Source excerpt
About the end of April 1776, having received some reinforcements, he resolved to occupy the heights of Dorchester, whence it would be easy to annoy the ships in the harbour and even the garrison in the town. He hoped moreover that this movement, by drawing the enemy from his inaction, would give an opportunity of bringing him to a general engagement, and he took his measures with great skill, to derive all possible advantage therefrom. The occupation of the heights of Dorchester was effected on the night of the 2d March, with so much activity, that at day-break the besieged beheld the Americans established and capable of sustaining an attack in their new position.

General Howe immediately perceived the critical situation into which he was thrown by this bold movement of the Americans, and after several fruitless attempts to dislodge them, he determined to evacuate Boston, while the sea still remained open to him. On the 17th of March he embarked with all his army, and his rear-guard might have heard the shouts of joy with which the triumphal entry of Washington was hailed in the city.

From that time, Boston, which is justly distinguished by the glorious title of Cradle of the Revolution, ceased to be the theatre of war. The town and province were forever freed from the presence of the enemies of liberty; but the citizens of Massachusetts did not display less ardour in the achievement of the great work, the liberation of the colonies; their contingents to the continental army were always furnished with exactness, and their troops sustained to the end of the war, their admirable reputation for courage and patriotism.

The news of peace arrived at Boston on the 23d April, 1783, and diffused among the people the most exhilarating joy; the entire abolition of negro slavery was proclaimed, and commerce and industry, under the protection of freedom, appeared with renewed lustre.

The state of Massachusetts since that epoch has constantly increased in wealth and happiness; it has regulated and determined its boundaries in a friendly manner with its neighbours, and at present it is bounded north by the states of Vermont and New Hampshire; east by the Ocean; south by the states of Rhode Island and Connecticut; and west by the state of New York. The face of the soil is infinitely varied, and its coasts are richly furnished with convenient bays, which are adorned with a great number of small islands. The soil of the sea board is generally arid, but the lands of the interior are very productive, and cultivated in such a manner as to impart to the whole country the appearance of a smiling garden. Elegant country houses, fine villages and large towns, amply attest the numbers of the population, in fact about 530,000 souls occupy a surface of 7,800 square miles. In 1790 the population was only 370,787 souls; this increase is certainly very rapid, but we shall find much more astonishing changes in the new states.

Exercises
A: In the account of Boston and Massachusetts, on what date did the news of peace reach Boston?
B: Resume the account of Boston and Massachusetts, picking up right after its final sentence.

Data
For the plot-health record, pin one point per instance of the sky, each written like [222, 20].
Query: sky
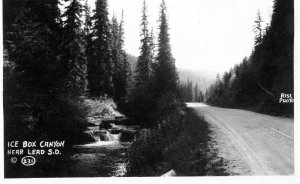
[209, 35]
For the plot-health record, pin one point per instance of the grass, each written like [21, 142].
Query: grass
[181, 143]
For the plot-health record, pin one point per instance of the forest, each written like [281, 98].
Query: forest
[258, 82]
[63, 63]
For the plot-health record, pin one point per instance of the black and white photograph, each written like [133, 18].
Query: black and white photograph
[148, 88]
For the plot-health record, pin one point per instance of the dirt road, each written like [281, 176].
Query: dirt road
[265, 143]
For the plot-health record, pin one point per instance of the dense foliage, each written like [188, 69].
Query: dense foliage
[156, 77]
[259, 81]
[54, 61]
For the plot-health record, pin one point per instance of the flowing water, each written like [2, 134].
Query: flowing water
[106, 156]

...

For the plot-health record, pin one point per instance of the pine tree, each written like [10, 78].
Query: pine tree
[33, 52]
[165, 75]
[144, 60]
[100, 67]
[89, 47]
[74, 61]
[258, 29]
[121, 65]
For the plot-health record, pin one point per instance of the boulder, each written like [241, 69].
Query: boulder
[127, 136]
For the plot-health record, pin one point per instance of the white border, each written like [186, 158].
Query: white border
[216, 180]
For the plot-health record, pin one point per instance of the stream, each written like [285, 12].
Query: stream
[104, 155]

Outputs for the tasks
A: April 23, 1783.

B:
65,000 persons are employed in agriculture. 36,000 in the various manufactories of cotton, wool, cloth, glassware, paper, soap, in the foundries, &c.; and about 14,000 in commerce. A considerable number are also engaged in the fisheries, but of the exact amount we have been unable to procure information; however, this sketch will suffice to show to what degree public industry is carried in this state; for if we subtract the individuals employed in the various offices of government in public instruction, or engaged in particular business, such as carpenters, masons, tailors, &c. and then remove from the sum total of the population children still unfit for labor, and the aged who are disabled by their infirmities, we shall see how small a number of idle persons belong to this state. From this active industry a degree of general domestic comfort is produced, which strikes Europeans with astonishment when they first visit this country.

The general welfare of the people, contributes to augment between all classes, that equality which the constitution establishes between individuals, in the eye of the law. At church on Sunday, and at public meetings, it is impossible to distinguish by his dress, and it might almost be added, by his manners, an artisan, from what is called a gentleman, in society: the multiplicity of schools, and the right which every man enjoys of attending to public affairs, diffuses among this class of Americans a knowledge and a correctness of judgment, which would be sought in vain in the middle classes of France. In Boston, what is called the best society, that is, companies of literary men, rich merchants, government officers, and professional men, offer the surprising contrast of a rare degree of information, with great simplicity of manners. The excessive severity of character which distinguished the first settlers of New England, is gradually becoming effaced by communication with other people, and especially by the introduction of religious toleration; the rigorism of the puritans has given place to a mild harmony between the numerous sects, which are not only numerous in New England, but the whole Union. But it must not be supposed, however, that indifference has succeeded to fervor; religious exercises are observed with scrupulous exactitude; and it would be difficult to find in Boston a pleasure house open on Sunday. The chains which were formerly stretched across the streets during divine service, are gradually disappearing. The government never interferes in any way in religious matters; the pastors of the different congregations are paid by their parishioners, and if an especial respect be publicly paid to those who frequent the churches, those who never attend them are never persecuted. Finally, there is but one remaining trace of the religious tyranny of the first settlers, and unfortunately that trace occurs in the state constitution. The 1st article of the 6th chapter, excludes from the offices of government all candidates who are not christians, and who will not swear that they are convinced of its truth.—“I, A. B. do declare that I believe the christian religion, and have a firm persuasion of its truth.”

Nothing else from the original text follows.